* Raw data
** start **

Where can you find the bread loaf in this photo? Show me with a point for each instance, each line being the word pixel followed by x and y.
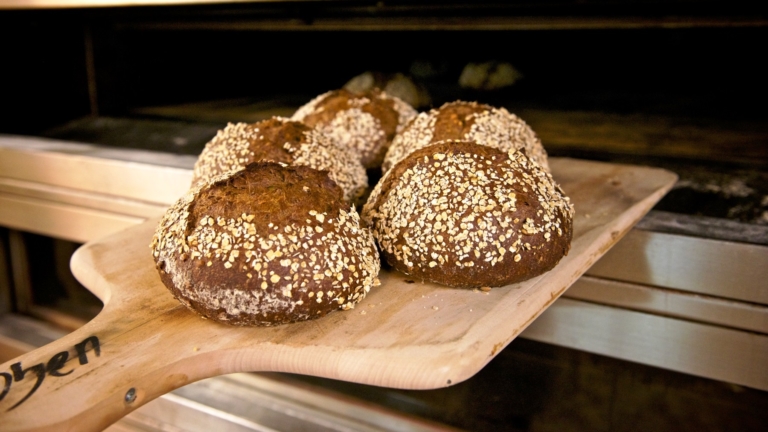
pixel 467 215
pixel 280 140
pixel 365 123
pixel 267 245
pixel 467 121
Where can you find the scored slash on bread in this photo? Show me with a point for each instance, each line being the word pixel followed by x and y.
pixel 280 140
pixel 365 123
pixel 468 215
pixel 270 244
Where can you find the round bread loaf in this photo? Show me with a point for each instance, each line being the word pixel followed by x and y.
pixel 365 123
pixel 267 245
pixel 280 140
pixel 466 215
pixel 467 121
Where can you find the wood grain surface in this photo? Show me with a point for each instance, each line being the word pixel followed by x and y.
pixel 405 334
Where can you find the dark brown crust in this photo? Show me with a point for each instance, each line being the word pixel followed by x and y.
pixel 370 136
pixel 279 140
pixel 426 216
pixel 467 121
pixel 246 249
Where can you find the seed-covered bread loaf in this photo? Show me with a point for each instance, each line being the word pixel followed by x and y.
pixel 267 245
pixel 365 123
pixel 280 140
pixel 467 121
pixel 467 215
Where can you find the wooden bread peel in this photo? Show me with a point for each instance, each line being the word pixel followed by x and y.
pixel 405 334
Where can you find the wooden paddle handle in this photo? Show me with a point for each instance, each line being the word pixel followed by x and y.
pixel 88 379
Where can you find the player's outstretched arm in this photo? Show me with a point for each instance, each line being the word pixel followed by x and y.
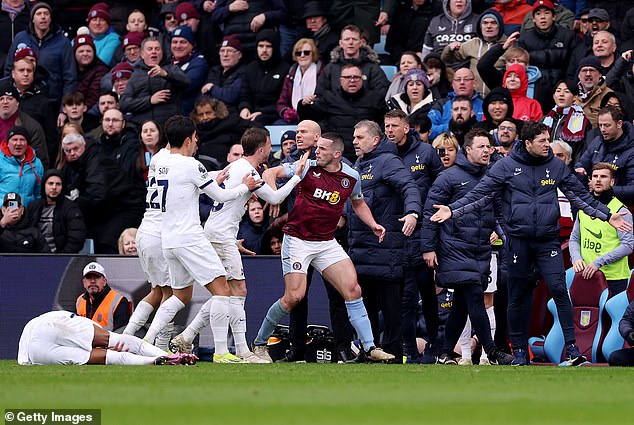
pixel 363 211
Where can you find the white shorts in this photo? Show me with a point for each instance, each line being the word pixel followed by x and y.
pixel 152 261
pixel 493 274
pixel 298 254
pixel 57 337
pixel 193 264
pixel 231 259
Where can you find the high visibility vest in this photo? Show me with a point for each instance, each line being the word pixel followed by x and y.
pixel 598 237
pixel 104 315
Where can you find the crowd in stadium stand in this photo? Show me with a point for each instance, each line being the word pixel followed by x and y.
pixel 87 87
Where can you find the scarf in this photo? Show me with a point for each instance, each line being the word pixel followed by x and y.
pixel 303 85
pixel 573 128
pixel 12 11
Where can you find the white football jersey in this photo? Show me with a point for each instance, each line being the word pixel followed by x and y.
pixel 224 218
pixel 152 218
pixel 181 179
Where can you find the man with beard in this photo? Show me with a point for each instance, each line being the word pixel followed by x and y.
pixel 462 118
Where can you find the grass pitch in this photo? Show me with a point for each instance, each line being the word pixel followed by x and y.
pixel 290 394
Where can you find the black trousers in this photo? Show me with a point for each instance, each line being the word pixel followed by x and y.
pixel 468 300
pixel 418 280
pixel 298 319
pixel 384 296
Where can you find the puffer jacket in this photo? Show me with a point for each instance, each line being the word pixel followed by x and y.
pixel 462 245
pixel 390 193
pixel 527 189
pixel 620 155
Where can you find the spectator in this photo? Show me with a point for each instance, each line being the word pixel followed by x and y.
pixel 597 246
pixel 14 17
pixel 90 69
pixel 153 91
pixel 106 40
pixel 105 306
pixel 456 23
pixel 549 45
pixel 463 84
pixel 408 26
pixel 217 129
pixel 447 148
pixel 20 170
pixel 106 198
pixel 224 81
pixel 263 80
pixel 625 356
pixel 10 116
pixel 396 202
pixel 17 235
pixel 193 64
pixel 407 61
pixel 566 121
pixel 325 38
pixel 53 50
pixel 59 220
pixel 351 50
pixel 152 141
pixel 301 79
pixel 416 97
pixel 489 32
pixel 615 146
pixel 127 242
pixel 592 88
pixel 340 109
pixel 497 106
pixel 516 82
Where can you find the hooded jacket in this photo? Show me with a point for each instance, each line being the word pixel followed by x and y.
pixel 390 192
pixel 527 187
pixel 23 177
pixel 445 29
pixel 620 155
pixel 462 245
pixel 524 108
pixel 263 80
pixel 473 49
pixel 69 230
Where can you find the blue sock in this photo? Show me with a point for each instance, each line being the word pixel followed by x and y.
pixel 358 317
pixel 274 316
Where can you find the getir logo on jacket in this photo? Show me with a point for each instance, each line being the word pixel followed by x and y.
pixel 332 197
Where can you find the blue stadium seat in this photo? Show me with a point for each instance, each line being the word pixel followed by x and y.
pixel 276 133
pixel 389 71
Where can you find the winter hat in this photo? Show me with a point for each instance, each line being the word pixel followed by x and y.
pixel 185 11
pixel 99 10
pixel 416 74
pixel 184 31
pixel 83 40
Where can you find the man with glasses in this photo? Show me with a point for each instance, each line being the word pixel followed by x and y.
pixel 341 108
pixel 153 91
pixel 464 84
pixel 353 51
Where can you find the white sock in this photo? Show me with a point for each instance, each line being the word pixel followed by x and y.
pixel 127 359
pixel 163 316
pixel 139 317
pixel 219 321
pixel 238 322
pixel 465 340
pixel 200 321
pixel 163 338
pixel 134 345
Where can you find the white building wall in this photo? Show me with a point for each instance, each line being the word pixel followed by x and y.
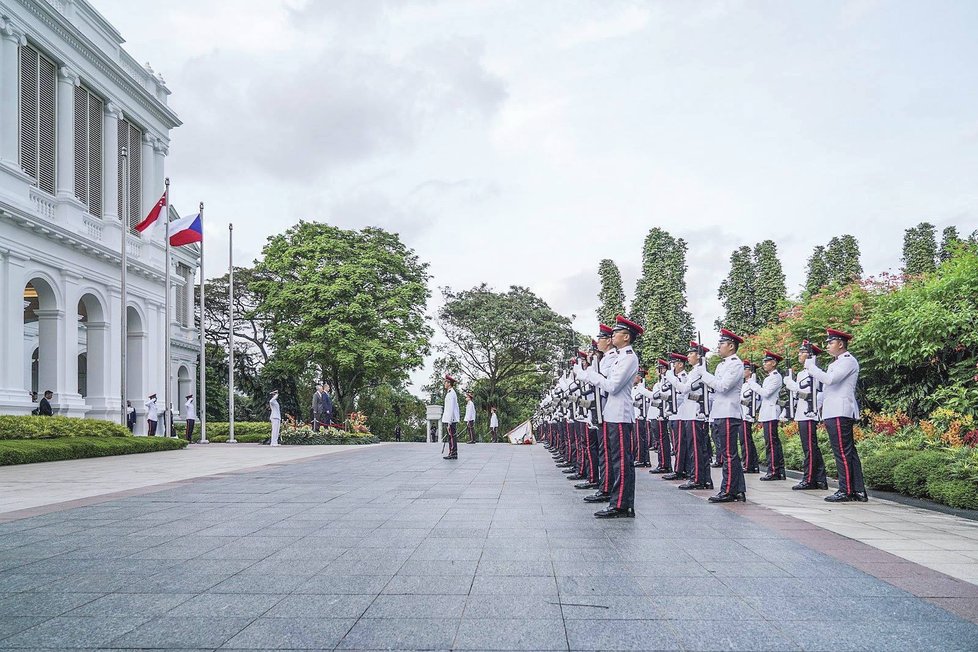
pixel 53 238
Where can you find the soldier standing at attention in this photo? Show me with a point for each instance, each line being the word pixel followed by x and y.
pixel 678 379
pixel 750 409
pixel 619 418
pixel 728 419
pixel 275 416
pixel 470 416
pixel 450 417
pixel 806 416
pixel 769 414
pixel 839 412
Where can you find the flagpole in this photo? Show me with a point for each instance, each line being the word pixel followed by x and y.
pixel 202 403
pixel 124 223
pixel 230 335
pixel 168 407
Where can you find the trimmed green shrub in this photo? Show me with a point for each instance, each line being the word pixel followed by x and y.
pixel 31 427
pixel 878 467
pixel 954 493
pixel 910 477
pixel 26 451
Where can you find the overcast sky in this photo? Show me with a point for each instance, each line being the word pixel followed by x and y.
pixel 519 142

** end **

* What to work on
Repeat the material above verbatim. Leave the pictures behind.

* Final result
Where can you find the bread loaf in this photo? Show me with a point for each instance, each line being the word pixel followed by x and y.
pixel 467 215
pixel 280 140
pixel 365 123
pixel 267 245
pixel 467 121
Where can you find the scored slash on bread in this photo? Show me with a point for each instance, each line being the word pixel followed by x and y.
pixel 280 140
pixel 365 123
pixel 468 215
pixel 270 244
Where can you find the round bread loaf in this photo? Show me with a point for each instance, each line being the word pixel followed by x and y.
pixel 365 123
pixel 267 245
pixel 280 140
pixel 466 215
pixel 467 121
Where can you find the wood grain surface in this photo? Show me with a point for each instance, each line being the word pixel followed by x and y.
pixel 405 334
Where can you find the dark brown crust in this photo? Show me with a point for each instance, each line being the word pixel followed by x and y.
pixel 370 136
pixel 279 140
pixel 426 216
pixel 467 121
pixel 246 249
Where can you find the seed-covered bread loaf in this photo? Show me with a point for each instance, each line being the word pixel followed by x and y.
pixel 267 245
pixel 365 123
pixel 280 140
pixel 467 121
pixel 467 215
Where can you find the wooden bread peel in this photo? Show me with a point for each instance, each line being the word pixel followed by x and y.
pixel 405 334
Where can you find the wooden paddle handle in this photo? Show me with a point for each instance, each line being the word pixel followed by x and y.
pixel 88 379
Where can you find the player's outstretched arm in this photo? Show me with a point for each instance, each line being the word pixel followed by x and y.
pixel 363 211
Where can you find the white shorts in this photo? Show me with a point for each instance, each line being the word pixel followed by x and y.
pixel 152 261
pixel 493 274
pixel 298 254
pixel 57 337
pixel 193 264
pixel 231 259
Where can you find the high visibility vest in this photo? Show me with a point for each instance, each line being the word pixel followed by x and y.
pixel 598 237
pixel 104 315
Where can you find the crowd in stadium stand in this photo? Show me with a point for each instance, each line being the word pixel followed by x and y.
pixel 87 87
Where can you find the scarf in this photo? Show me with a point for each instance, each line being the word pixel followed by x and y.
pixel 303 85
pixel 573 128
pixel 12 11
Where can you find the white football jersey in this photo? Show me with a point for each instance, each line being the word pixel followed by x and y.
pixel 224 218
pixel 152 218
pixel 181 179
Where can you find the man with beard in this photo? Show me with a point for each instance, each line being the word pixel followed by x and y.
pixel 462 118
Where can you find the grass pitch in this photo? Show me with a point for each instance, each line being the word pixel followed by x and y.
pixel 290 394
Where can you find the black trousers in this photo? Show me with a point for each instance, each line being the word pixel followed by x and y.
pixel 468 300
pixel 418 280
pixel 298 319
pixel 384 296
Where can you find the puffer jacket in this photo? Show me with a point for each instance, each line being the word pixel followed by x and y.
pixel 462 245
pixel 390 193
pixel 527 189
pixel 620 155
Where can you find the spectator in this photo? Show me with a point for each instance, each line being the word pixel followed by x and y.
pixel 597 246
pixel 14 17
pixel 90 69
pixel 153 91
pixel 106 40
pixel 105 306
pixel 456 23
pixel 549 45
pixel 463 84
pixel 408 26
pixel 217 129
pixel 447 148
pixel 20 170
pixel 106 198
pixel 224 81
pixel 263 80
pixel 625 356
pixel 10 116
pixel 396 202
pixel 17 235
pixel 193 64
pixel 407 61
pixel 566 121
pixel 325 38
pixel 53 50
pixel 59 220
pixel 351 50
pixel 152 141
pixel 301 79
pixel 416 97
pixel 489 32
pixel 615 146
pixel 127 242
pixel 592 88
pixel 340 109
pixel 497 106
pixel 516 82
Where can you find the hooded jacket in this photo? Show me with a point for each instance, each line being the word pixel followed by x and y.
pixel 390 192
pixel 527 187
pixel 23 177
pixel 445 29
pixel 620 155
pixel 462 245
pixel 524 108
pixel 263 80
pixel 473 49
pixel 69 230
Where can you find the blue sock in this photo? Show me with a point for each instance, each line being the word pixel followed by x and y.
pixel 358 317
pixel 274 316
Where can you find the getir logo on jacket in this photo? Show me with a point for each instance, each line being the word pixel followed by x and y.
pixel 332 197
Where can you find the blue stadium seat in this photo? Show me with a point for each instance, each line being the word pixel followed by x and y.
pixel 276 133
pixel 389 71
Where can you find the winter hat in this photo? Show me with a point for each instance, each line being the word pixel followed by x and y.
pixel 185 11
pixel 99 10
pixel 416 74
pixel 184 31
pixel 83 40
Where can you find the man with glasses in this photo? Show me with a point for each instance, each line being the word pixel followed by x and y.
pixel 341 108
pixel 153 91
pixel 464 84
pixel 353 51
Where can you find the white sock in this photo? Show me with a point for each instance, each line being the word pixel followed by x and y.
pixel 127 359
pixel 163 316
pixel 139 317
pixel 219 321
pixel 238 322
pixel 465 340
pixel 200 321
pixel 163 338
pixel 134 345
Where can you find the white building wall in this photo? Show me with a point for each instance, each line being the word pixel followed by x and y.
pixel 53 238
Where can you find the soldier standing at attention in this photo? Show me with a point for each instance, each line being the word pixel followed by x and y.
pixel 678 379
pixel 750 409
pixel 619 418
pixel 728 419
pixel 275 416
pixel 470 416
pixel 450 417
pixel 806 416
pixel 769 414
pixel 839 412
Where can you find the flagpole in this photo? Show me with a point for each instance, each line being the word pixel followed by x and y.
pixel 202 403
pixel 124 223
pixel 230 335
pixel 168 407
Where can you find the trimmed green shrub in this photo? Show me with a point for each instance, each line being the word pixel followed by x and y.
pixel 31 427
pixel 878 467
pixel 954 493
pixel 910 477
pixel 26 451
Where can you find the overcast sky in this photo? Show me with a point for each instance, each line being the word pixel followed by x and y.
pixel 519 142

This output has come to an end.